_Instructions to follow_
Output the whole listing with nothing altered.

[The records]

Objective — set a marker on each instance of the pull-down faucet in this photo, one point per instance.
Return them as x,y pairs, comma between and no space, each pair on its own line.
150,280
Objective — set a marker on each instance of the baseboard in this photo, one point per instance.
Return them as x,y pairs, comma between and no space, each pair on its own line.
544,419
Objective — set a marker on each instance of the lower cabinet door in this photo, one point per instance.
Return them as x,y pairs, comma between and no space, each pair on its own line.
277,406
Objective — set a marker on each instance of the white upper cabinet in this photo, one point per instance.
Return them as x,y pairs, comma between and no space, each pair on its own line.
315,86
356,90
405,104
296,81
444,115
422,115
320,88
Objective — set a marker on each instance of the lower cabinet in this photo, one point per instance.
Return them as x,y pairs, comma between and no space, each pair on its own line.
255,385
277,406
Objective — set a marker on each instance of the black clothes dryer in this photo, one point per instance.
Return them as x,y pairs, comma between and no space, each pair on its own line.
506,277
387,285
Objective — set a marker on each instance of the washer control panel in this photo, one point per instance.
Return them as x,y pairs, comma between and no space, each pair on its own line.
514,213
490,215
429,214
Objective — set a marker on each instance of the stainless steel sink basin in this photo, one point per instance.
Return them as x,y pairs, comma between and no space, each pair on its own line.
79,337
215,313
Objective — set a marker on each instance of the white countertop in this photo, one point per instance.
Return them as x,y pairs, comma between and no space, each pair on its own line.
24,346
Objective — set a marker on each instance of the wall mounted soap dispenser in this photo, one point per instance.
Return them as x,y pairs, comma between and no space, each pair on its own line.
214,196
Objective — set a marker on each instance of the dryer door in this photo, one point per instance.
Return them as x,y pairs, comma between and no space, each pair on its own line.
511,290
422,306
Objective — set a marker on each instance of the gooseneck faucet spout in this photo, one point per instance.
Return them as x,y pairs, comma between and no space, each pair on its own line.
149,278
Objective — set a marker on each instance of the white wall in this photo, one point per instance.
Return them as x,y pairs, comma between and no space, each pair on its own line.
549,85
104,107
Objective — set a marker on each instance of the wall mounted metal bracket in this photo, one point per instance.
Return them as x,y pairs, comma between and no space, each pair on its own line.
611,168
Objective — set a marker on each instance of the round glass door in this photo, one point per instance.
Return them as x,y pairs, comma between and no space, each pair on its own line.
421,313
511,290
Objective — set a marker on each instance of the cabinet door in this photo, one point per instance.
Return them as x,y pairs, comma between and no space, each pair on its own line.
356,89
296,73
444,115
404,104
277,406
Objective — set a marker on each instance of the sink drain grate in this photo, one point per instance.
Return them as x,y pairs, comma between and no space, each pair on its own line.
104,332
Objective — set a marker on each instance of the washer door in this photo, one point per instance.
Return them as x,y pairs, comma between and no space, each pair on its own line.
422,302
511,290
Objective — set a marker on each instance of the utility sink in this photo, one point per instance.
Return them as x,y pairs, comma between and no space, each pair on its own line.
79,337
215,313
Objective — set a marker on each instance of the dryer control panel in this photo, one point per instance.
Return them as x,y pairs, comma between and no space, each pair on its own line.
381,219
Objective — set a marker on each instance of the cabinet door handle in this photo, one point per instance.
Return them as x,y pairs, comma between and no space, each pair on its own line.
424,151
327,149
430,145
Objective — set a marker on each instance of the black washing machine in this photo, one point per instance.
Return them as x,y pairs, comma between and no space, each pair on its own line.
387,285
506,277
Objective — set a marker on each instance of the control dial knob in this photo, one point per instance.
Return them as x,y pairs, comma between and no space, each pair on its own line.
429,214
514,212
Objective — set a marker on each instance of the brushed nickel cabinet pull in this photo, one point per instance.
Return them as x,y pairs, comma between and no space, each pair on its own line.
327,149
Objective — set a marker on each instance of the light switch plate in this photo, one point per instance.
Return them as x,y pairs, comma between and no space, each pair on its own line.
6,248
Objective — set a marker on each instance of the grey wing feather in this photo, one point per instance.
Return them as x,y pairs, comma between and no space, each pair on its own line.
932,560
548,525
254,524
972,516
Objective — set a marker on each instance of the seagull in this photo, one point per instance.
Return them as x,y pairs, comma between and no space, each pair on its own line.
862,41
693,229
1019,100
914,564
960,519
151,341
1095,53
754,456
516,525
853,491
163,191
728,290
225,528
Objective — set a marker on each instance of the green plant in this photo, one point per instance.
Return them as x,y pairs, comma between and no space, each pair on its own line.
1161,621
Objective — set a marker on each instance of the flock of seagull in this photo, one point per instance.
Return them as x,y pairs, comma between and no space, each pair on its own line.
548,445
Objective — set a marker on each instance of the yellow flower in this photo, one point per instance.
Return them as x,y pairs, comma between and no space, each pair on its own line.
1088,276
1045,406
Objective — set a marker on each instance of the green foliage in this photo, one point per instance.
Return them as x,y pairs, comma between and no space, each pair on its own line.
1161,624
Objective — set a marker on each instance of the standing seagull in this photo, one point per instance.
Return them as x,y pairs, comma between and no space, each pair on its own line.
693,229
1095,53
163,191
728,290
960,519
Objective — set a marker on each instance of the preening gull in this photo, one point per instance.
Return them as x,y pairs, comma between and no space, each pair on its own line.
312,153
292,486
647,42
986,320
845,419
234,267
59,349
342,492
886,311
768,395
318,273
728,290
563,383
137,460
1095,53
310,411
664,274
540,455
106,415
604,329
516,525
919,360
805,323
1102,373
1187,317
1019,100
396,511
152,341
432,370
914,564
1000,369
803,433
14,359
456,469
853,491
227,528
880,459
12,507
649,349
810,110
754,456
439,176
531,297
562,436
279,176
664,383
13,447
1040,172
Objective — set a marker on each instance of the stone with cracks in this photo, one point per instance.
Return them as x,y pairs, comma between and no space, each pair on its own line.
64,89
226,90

[/The records]

_Result of the task_
Objective — set a marker on each instance of the pull-down faucet in this photo, one point per instance.
Return them as x,y pairs, comma between and no space, each pair on its own line.
150,280
Objective — set a marker on each instance of the baseboard in this photo, one point per instance.
Return them as x,y pairs, comma between and no space, each pair on its own line.
544,419
Objective — set a marker on each instance of the lower cabinet door in this photo, one point per instance.
Return them as x,y pairs, comma between and no space, each pair on its own line.
277,406
Objective — set a marker on each instance of the white upper cabinet in this photo, one point per instance.
Return them as x,y pairs, comma between and no space, each pair on its own line.
315,86
356,90
405,104
296,81
444,115
422,115
320,88
Objective — set a marker on each instance of the lower cabinet in this photo, one point per instance.
Return them as x,y pairs, comma between and no space, each pair on its own line.
255,385
277,406
Objective — set a marker on each instance of the black clothes dryer in this photo, one point per instance.
Return them as x,y pairs, comma between and no space, each pair on its own line.
506,277
387,285
Objective — set a marker on each instance of the washer control panel in this photo, one point per instance.
Return them as x,y pairs, comma between and no space, each pair on its own line.
514,213
490,215
429,214
Objective — set a marker on each instance of the stainless steel sink basin in this photo, one point per instance.
Return them as x,y pairs, comma between and no space, each pair on its own line.
79,337
215,313
Objective — set a marker on each instance of the white countertop in this photo, one point per instance.
Return them as x,y pairs, comma between and no space, each pair on its own line.
24,346
Objective — set a marker on each instance of the wall mounted soap dispenser in this photo, one point per instance.
Return them as x,y pairs, comma between and no space, each pair on its own line.
214,196
Objective — set a marker on each instance of the dryer door in this photo, one point per instance.
Return them as x,y pairs, comma between and no space, each pair on its own line.
511,290
422,306
Objective — set a marker on each instance of the gooseneck faucet spout in this photo, one point per instance.
Return them as x,y pairs, comma between and no space, each pair on its own line.
149,278
Objective — set a marker on each instance of the white wall in this photo, one point per instance.
Return them as x,y pairs, comma between and no space, each pair on its own line.
549,85
104,107
Objective — set a marker on each instance of the wall mounted metal bracket in this photo, one point per instance.
Return them as x,y pairs, comma between and no space, each pair on its own line.
611,168
Objective — set a marker on each instance of the round glass door in this photo, one point per instance.
Return them as x,y pairs, comma between and no space, each pair on its own line.
421,313
511,290
Objective — set a marker on each instance of the cabinet door in this photo, one point per instance.
Return them as x,y pairs, comma between and no space, each pair on its own line.
356,89
296,73
444,115
404,104
277,406
Objective — set a marker on each instance of the sink drain grate in this photo, one point per instance.
Return them as x,y pairs, comma between and no space, each pair on its own line.
104,332
Objective — set a marker on each instance of the washer door in this photo, one point per instance.
Return them as x,y pairs, comma between and no space, each pair on its own line.
422,302
511,290
Objective — set a marker on each instance of the utility sink in this photo, one point per instance.
Return them as x,y pairs, comma between and no space, each pair on its own line.
79,337
215,313
Objective — set a marker on each instance of the dryer control panel in this photo, one point per instance.
Return them as x,y pairs, comma between and no space, each pair on its own line.
381,219
Objective — set a marker on each instance of the cabinet door handle in this photo, one point per instance.
Return them as x,y pairs, comma between and no space, each pair on its own line.
424,151
327,149
430,145
Objective — set a marker on each instance of the black washing machine in this photo, one point per instance.
Return them as x,y pairs, comma between and no space, each pair on its own line.
387,285
506,277
Objective — set a marker on each instance of the control dial knob in this photo, one point per instance.
Return them as x,y pairs, comma between and no space, each pair on its own line.
429,214
514,212
Objective — set a marker on each instance of the brushed nickel cabinet pull in this photo, one point per instance.
Return them as x,y pairs, comma between and no space, each pair on its own line.
327,149
Objective — set a marker on each instance of the light switch plate in this photo, one point per instance.
Return them as x,y pairs, comma between and no space, each pair on its own line.
6,248
Objective — set a marker on each instance of the grey wing feather in this photo, one point per instance.
Return them as x,y pairs, comma between and no space, each pair on its own line.
932,560
548,525
254,524
972,516
Objective — set a marker on each instance of the seagull in this photo, one point per instance.
Return them as x,y pairs, comma between and no space, each pair on its own line.
862,41
693,229
1019,100
914,564
960,519
151,341
1095,53
754,456
516,525
853,491
163,191
728,290
225,528
Objective — set a marker on each instance of the green plant in this photo, one point per instance.
Return them as x,y pairs, comma between and no space, each pair on its own line.
1161,621
Objective — set a marker on each instance of the flock of seagull in this photo, one point per instance.
Return them as x,y pairs, comma between and no space, each pair on its own line.
548,445
Objective — set a marker on each instance of the yellow flower in this photo, one point per instance.
Return them as x,y pairs, comma between and no space, each pair on its own line.
1088,276
1045,406
Objective — set a marker on each instance of the green foliage in this photo, one point per instance.
Return them as x,y pairs, comma between and no space, each pair on its own line.
1161,624
Objective — set a marker on each instance of the standing seagull in this photo, one point per instance.
Return them as x,y pairs, comma between and no space, each pair on its own line.
693,229
1095,53
163,191
728,290
960,519
Objective — set a marker on each instance of the preening gull in this photo, one point per instance.
Return them as x,y pairs, comma between and no space, each pair on its own line.
312,153
292,486
647,42
986,320
845,419
234,267
59,349
342,492
886,311
768,395
318,273
728,290
563,383
137,460
1095,53
310,411
664,274
540,455
106,415
604,329
516,525
919,360
805,323
1102,373
1187,317
1019,100
396,511
152,341
432,370
914,564
1000,369
803,433
14,359
456,469
853,491
227,528
880,459
12,507
649,349
810,110
754,456
439,176
531,297
562,436
279,176
664,383
13,447
1040,172
Objective — set a marker on each instance of the stone with cracks in this photo, one point per instance.
Return them as x,y pairs, comma between and no space, each pair on its own line.
64,89
226,90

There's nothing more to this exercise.